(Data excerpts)
·····
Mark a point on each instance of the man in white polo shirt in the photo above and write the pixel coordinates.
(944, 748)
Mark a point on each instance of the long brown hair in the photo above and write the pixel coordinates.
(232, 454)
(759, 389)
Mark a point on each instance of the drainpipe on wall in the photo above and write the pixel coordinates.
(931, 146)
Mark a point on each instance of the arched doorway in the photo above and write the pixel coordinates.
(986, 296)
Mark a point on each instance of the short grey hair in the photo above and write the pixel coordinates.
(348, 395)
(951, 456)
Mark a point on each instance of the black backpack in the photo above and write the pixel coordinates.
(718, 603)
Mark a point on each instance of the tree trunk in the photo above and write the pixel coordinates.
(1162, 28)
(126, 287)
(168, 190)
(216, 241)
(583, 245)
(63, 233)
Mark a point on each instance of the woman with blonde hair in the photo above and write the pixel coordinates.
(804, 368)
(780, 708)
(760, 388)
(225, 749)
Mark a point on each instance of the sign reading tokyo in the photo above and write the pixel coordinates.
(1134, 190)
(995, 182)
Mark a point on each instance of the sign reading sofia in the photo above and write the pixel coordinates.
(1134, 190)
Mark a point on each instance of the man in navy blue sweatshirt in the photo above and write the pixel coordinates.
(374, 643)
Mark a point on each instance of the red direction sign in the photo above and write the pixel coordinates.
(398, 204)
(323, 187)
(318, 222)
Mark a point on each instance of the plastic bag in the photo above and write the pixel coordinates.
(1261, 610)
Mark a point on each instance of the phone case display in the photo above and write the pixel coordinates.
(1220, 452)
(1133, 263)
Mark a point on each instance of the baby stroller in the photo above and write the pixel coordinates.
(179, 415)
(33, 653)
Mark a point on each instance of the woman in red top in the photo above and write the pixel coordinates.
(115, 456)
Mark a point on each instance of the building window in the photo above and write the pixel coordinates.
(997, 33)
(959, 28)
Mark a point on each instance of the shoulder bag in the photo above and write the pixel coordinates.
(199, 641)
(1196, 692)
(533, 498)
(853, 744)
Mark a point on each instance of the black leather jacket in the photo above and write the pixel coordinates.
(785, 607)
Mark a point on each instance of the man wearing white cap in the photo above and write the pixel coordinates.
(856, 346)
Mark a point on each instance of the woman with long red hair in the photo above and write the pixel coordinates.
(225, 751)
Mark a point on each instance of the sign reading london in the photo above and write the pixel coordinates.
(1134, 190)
·····
Each line of the data above is to be set down exactly.

_ANSWER SECTION_
Mark a point on each instance of the man in white polo shirt in the photo above and write the pixel coordinates.
(944, 748)
Mark a point on each instance of the long brown hair in the photo above and write the pixel coordinates.
(232, 454)
(759, 389)
Mark a point on each instance of the drainpipe on wall in the photo above and write the pixel coordinates.
(931, 146)
Mark a point on each instance of the arched doorway in the photo above and write the pixel coordinates.
(986, 296)
Mark a point on each instance of the short grey hair in the photo above and write the pixel coordinates.
(348, 395)
(951, 456)
Mark a point on each instance of the black backpack in the photo above and write the pixel coordinates.
(718, 603)
Mark a point on each instance of the tree trunk in the photo above and write the pixel coordinates.
(1162, 28)
(126, 287)
(168, 190)
(216, 241)
(583, 245)
(63, 233)
Mark a point on each instance of the woman with blonde hair in the photo above and write the pixel coordinates.
(804, 368)
(780, 708)
(760, 388)
(225, 749)
Mark a point on each instance of the sign reading tokyo in the photo above and write the pixel coordinates.
(1134, 190)
(995, 182)
Mark a point on each instance of the sign reading sofia in the photo above and write the pixel coordinates.
(1134, 190)
Mark a point on each instance of the man in navy blue sweatshirt in the photo above and write the pixel coordinates.
(374, 643)
Mark a point on each instance of the red direction sign in the photo above and write the pixel coordinates.
(398, 204)
(323, 187)
(318, 222)
Mark a point on each instance of the plastic bag in the photo above and write the pixel coordinates.
(1261, 610)
Mark a point on each instance of the phone case display in the photo above and write the pixel coordinates.
(1220, 452)
(1133, 263)
Mark a point on each instance of the baby stroller in the photo above and write the pixel coordinates.
(179, 415)
(33, 653)
Mark a point on each instance of the woman in red top in the photo above and write the pixel coordinates.
(115, 456)
Mark a point on each instance of the building window in the photo above and write the pixel coordinates.
(997, 33)
(959, 28)
Mark a point on each instance of the shoulder bag in the photo above and write the pixel coordinates.
(199, 641)
(1196, 692)
(533, 498)
(853, 744)
Mark a point on each instance of the black leather jacket in the photo above and write the pixel coordinates.
(785, 607)
Mark a point on each instance of the man wearing white cap in the photo above and write the pixel coordinates.
(856, 346)
Mark a point on each instance of the woman with long red hair in the photo above and write the pixel coordinates.
(225, 751)
Mark a point on each instance of the sign reading london in the photo above and write the pixel coordinates.
(1134, 190)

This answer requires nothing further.